Biden slashes distribution of monoclonal antibodies to red states, Marco Rubio reacts: 'This reeks of politics'

The Biden administration is cutting back the supply of monoclonal antibodies, a COVID-19 treatment featuring a lab-engineered protein, in several red states. There has been a backlash to the reduction of the potentially lifesaving treatment, especially in Florida, where monoclonal antibodies are being used the most.

The U.S. Department of Health and Human Services announced on Monday that the agency is taking over the distribution of monoclonal antibodies to states. Previously, the states ordered therapeutics from the federal government.

"HHS will determine the amount of product each state and territory receives on a weekly basis. State and territorial health departments will subsequently identify sites that will receive product and how much," an HHS spokesman told the Washington Post. "This system will help maintain equitable distribution, both geographically and temporally, across the country — providing states and territories with consistent, fairly-distributed supply over the coming weeks."

The policy shift will affect seven red states the most: Florida, Texas, Mississippi, Tennessee, Alabama, Georgia, and Louisiana, which have accounted for 70% of monoclonal antibodies orders, CNN reported.

"Given this reality, we must work to ensure our supply of these life-saving therapies remains available for all states and territories, not just some," an HHS spokesperson said.

Florida has received the most doses of monoclonal antibodies, followed by Texas. Florida received 30,950 doses this week, after the Sunshine State requested 72,000 doses, according to the governor's office. Florida Gov. Ron DeSantis established 25 clinics that offer monoclonal antibody treatments; the first was opened on Aug. 12 in Jacksonville. The clinics have administered 90,000 monoclonal antibody doses, according to DeSantis.

DeSantis slammed President Joe Biden for the "abrupt" cut in monoclonal antibodies.

"We are very, very concerned with the Biden administration and the HHS's recent, abrupt, sudden announcement that they are going to dramatically cut the number of monoclonal antibodies that are going to be sent to the state of Florida," DeSantis said during a press conference on Thursday. "There's going to be a huge disruption and patients are going to suffer as a result of this."

"We've been thrown a major curveball here with a really huge cut," DeSantis added. "We're going to make sure we leave no stone unturned. Whoever needs a treatment, we're going to work like hell to get them the treatment."

"Many thousands would have ended up in the hospital, and of course, some of them would have ended up dying, so it has saved lives here in the state of Florida," DeSantis said of the monoclonal antibody treatment.

Dataset extract
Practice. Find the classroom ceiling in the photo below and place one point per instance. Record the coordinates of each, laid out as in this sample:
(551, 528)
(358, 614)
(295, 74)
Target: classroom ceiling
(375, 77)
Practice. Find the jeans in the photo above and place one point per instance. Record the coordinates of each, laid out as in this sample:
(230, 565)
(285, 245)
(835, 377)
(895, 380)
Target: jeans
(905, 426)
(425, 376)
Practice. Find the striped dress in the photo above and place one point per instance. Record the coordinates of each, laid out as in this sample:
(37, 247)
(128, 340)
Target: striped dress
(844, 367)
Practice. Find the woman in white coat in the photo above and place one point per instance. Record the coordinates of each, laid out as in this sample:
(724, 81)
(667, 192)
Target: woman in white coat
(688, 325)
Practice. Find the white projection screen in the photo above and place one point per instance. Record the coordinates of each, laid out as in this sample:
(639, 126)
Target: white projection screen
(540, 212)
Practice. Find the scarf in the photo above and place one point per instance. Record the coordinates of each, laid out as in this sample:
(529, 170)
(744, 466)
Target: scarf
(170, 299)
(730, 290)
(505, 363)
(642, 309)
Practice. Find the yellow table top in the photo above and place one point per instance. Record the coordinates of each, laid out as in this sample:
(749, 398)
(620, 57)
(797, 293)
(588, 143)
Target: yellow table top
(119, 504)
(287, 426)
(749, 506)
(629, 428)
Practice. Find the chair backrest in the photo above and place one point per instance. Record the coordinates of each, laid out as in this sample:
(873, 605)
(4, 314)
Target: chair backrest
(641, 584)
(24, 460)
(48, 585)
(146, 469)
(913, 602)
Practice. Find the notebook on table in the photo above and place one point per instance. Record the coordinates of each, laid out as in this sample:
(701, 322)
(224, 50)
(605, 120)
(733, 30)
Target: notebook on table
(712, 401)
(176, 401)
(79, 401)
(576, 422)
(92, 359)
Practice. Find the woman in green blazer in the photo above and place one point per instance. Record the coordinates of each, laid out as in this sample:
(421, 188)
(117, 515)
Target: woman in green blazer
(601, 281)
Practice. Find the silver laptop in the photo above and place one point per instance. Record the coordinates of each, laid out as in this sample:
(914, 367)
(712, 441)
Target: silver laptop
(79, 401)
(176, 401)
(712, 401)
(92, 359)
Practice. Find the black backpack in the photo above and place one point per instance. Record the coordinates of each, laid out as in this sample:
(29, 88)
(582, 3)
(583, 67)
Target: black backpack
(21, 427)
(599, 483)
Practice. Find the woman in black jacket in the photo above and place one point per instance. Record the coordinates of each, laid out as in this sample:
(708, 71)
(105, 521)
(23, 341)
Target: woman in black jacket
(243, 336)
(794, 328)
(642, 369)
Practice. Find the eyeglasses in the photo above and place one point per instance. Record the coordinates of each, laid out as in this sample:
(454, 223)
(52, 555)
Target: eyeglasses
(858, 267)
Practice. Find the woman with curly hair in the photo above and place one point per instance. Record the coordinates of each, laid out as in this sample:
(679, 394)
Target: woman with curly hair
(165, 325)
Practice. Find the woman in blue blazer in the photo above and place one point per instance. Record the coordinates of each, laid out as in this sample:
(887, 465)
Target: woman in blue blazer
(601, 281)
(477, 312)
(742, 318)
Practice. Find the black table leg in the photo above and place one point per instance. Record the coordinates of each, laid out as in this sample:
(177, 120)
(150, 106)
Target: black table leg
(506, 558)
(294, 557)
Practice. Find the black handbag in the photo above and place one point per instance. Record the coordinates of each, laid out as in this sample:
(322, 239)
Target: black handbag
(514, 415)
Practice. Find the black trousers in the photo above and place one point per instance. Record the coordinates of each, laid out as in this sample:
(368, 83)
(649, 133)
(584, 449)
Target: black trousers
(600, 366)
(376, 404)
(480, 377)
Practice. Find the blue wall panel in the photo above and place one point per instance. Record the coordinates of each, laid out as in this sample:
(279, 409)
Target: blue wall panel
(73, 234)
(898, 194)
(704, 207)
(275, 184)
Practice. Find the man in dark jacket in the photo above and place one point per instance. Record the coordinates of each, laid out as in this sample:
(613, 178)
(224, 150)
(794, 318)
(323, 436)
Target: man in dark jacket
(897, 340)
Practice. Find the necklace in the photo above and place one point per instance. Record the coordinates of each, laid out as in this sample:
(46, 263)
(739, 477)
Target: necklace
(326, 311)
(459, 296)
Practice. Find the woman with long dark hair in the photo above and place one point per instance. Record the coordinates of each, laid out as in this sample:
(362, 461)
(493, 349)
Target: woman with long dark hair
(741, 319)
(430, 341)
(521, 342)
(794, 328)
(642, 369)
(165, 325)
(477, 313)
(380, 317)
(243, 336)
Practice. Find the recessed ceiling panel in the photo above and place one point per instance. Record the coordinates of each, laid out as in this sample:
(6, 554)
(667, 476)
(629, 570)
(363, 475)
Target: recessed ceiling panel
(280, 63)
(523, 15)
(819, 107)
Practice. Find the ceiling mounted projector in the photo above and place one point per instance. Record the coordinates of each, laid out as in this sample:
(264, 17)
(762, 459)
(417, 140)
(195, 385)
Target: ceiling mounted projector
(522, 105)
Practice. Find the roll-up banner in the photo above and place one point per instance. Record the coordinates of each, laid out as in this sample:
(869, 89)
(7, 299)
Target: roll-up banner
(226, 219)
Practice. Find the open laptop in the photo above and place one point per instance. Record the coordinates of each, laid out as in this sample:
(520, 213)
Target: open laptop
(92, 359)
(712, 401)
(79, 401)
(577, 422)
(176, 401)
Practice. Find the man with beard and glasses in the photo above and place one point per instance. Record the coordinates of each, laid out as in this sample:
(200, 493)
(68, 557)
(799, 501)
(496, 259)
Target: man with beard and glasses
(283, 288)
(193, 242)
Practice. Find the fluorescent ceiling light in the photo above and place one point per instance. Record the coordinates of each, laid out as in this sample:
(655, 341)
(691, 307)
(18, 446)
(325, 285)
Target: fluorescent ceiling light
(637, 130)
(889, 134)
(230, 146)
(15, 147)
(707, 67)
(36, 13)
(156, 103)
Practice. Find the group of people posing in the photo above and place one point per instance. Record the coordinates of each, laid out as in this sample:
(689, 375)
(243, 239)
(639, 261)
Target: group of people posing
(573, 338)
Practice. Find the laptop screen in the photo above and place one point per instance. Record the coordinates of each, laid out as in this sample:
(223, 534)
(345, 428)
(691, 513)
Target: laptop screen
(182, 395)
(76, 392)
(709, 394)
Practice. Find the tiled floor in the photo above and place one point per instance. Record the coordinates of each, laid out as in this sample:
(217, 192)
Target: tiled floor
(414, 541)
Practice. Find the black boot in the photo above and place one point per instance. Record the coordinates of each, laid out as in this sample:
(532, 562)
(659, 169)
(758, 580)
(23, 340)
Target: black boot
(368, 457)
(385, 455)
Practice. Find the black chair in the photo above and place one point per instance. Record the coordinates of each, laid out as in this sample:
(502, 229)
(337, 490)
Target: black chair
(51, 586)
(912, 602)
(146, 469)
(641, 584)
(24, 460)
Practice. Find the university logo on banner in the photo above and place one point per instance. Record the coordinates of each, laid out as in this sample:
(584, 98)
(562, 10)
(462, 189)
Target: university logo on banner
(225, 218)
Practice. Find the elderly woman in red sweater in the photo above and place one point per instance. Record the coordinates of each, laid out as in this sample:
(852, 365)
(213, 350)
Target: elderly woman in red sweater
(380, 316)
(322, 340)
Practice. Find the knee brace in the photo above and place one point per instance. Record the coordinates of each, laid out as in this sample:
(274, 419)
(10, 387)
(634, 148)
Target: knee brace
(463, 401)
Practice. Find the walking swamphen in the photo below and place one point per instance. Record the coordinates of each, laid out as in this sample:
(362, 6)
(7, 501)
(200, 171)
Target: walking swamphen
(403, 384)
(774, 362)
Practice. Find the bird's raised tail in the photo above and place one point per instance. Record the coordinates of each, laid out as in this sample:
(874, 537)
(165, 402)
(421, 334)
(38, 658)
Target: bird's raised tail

Exercise objective
Reproduce the section of the article on monoclonal antibody distribution between "The policy shift" and "HHS spokesperson said.", inclusive, swapping "policy shift" for "policy change".

Exercise solution
The policy change will affect seven red states the most: Florida, Texas, Mississippi, Tennessee, Alabama, Georgia, and Louisiana, which have accounted for 70% of monoclonal antibodies orders, CNN reported.

"Given this reality, we must work to ensure our supply of these life-saving therapies remains available for all states and territories, not just some," an HHS spokesperson said.